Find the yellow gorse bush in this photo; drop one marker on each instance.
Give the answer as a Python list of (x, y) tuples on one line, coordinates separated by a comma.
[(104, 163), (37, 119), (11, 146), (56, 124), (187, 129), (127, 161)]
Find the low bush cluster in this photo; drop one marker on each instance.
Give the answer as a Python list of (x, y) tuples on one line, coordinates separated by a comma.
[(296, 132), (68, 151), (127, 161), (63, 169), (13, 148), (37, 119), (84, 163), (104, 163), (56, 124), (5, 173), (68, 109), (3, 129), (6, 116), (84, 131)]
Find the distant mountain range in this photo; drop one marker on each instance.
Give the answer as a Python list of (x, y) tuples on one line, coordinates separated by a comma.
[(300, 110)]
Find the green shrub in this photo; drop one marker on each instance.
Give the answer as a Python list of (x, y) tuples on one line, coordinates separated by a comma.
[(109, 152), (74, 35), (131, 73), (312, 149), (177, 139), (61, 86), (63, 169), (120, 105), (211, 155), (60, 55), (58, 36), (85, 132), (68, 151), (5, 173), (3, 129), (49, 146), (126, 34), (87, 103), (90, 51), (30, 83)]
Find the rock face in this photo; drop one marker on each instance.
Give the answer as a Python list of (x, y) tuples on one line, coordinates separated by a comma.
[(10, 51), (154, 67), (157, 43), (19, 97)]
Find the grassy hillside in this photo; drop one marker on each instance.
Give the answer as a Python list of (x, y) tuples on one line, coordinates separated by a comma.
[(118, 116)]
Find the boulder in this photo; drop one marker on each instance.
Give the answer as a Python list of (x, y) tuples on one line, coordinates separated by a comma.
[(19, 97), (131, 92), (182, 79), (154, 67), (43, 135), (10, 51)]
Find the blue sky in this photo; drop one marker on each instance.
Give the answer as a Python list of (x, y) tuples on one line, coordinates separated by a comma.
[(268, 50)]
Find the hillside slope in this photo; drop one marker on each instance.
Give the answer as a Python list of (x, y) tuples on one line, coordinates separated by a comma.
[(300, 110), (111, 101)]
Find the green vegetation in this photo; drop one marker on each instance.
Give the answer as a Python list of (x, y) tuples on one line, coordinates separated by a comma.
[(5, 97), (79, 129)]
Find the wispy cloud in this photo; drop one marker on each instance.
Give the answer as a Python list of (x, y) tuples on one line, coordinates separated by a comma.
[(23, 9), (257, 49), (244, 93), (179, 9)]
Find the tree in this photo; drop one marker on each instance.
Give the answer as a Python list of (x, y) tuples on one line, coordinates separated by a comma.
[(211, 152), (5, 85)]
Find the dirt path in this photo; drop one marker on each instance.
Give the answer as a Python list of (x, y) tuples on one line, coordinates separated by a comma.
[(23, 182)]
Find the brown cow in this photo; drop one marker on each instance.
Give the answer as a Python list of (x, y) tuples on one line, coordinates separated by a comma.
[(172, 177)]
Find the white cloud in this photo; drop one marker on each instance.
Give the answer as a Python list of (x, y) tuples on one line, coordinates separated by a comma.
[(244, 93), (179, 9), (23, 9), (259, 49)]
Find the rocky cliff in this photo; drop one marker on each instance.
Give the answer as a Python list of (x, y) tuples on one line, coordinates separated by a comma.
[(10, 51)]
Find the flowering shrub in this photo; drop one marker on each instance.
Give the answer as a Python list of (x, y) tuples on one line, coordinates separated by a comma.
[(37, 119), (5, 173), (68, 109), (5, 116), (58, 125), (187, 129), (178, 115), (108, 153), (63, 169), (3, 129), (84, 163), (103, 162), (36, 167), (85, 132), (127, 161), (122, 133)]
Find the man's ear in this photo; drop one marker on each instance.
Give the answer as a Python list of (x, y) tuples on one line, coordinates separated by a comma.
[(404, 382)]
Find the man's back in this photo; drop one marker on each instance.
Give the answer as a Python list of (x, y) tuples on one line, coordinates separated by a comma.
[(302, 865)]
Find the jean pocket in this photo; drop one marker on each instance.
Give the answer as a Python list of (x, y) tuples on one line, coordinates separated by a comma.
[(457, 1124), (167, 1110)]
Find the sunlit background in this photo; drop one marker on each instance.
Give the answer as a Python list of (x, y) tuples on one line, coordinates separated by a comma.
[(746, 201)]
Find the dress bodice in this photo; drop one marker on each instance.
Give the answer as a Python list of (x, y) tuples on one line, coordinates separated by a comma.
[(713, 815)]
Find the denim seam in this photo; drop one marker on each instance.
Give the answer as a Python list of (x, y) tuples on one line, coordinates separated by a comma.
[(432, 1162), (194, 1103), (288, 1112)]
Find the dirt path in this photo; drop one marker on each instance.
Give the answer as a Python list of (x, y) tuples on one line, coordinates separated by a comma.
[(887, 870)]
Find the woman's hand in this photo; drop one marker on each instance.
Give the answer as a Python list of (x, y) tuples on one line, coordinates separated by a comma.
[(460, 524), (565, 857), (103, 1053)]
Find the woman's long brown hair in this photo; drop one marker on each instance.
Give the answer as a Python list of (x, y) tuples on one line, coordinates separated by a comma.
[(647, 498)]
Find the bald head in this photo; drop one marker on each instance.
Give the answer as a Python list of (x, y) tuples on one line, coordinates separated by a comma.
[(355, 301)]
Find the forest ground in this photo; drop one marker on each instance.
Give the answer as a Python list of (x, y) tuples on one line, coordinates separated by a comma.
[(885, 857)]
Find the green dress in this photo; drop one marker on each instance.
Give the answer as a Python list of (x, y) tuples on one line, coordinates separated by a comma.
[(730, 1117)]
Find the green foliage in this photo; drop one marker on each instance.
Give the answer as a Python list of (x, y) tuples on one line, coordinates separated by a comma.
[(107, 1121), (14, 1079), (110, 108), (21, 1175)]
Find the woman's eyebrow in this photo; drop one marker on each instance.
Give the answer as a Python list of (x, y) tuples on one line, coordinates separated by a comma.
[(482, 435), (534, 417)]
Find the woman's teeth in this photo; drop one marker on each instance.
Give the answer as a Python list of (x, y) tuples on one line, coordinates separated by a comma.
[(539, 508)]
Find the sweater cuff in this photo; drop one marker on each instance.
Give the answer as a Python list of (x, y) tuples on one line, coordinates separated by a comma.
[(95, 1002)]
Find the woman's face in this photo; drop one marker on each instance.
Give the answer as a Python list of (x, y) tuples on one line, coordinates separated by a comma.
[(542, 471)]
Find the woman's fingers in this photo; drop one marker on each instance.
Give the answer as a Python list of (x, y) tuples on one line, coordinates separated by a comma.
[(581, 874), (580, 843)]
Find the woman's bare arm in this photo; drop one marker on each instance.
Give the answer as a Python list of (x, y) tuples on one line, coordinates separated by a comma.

# # # # # # #

SET EXERCISE ▸ Rewrite every line, starting at the line that contains "Find the hillside" and ending at the line that contains "[(5, 97), (79, 129)]", including the lines without coordinates. Scale each coordinate by 2.2 and round it to a whole number, with halves rounded up.

THE RESPONSE ▸
Find the hillside slope in this photo; drop one marker on each instance.
Give the answer as a Python list of (x, y) tuples on one line, coordinates separated by a comma.
[(660, 242), (244, 222)]
Find the green vegetation in this photo; drop one marker on each instance.
Give the answer as a Python list of (x, y) tuples on one line, coordinates separated by a comma.
[(11, 213), (174, 284)]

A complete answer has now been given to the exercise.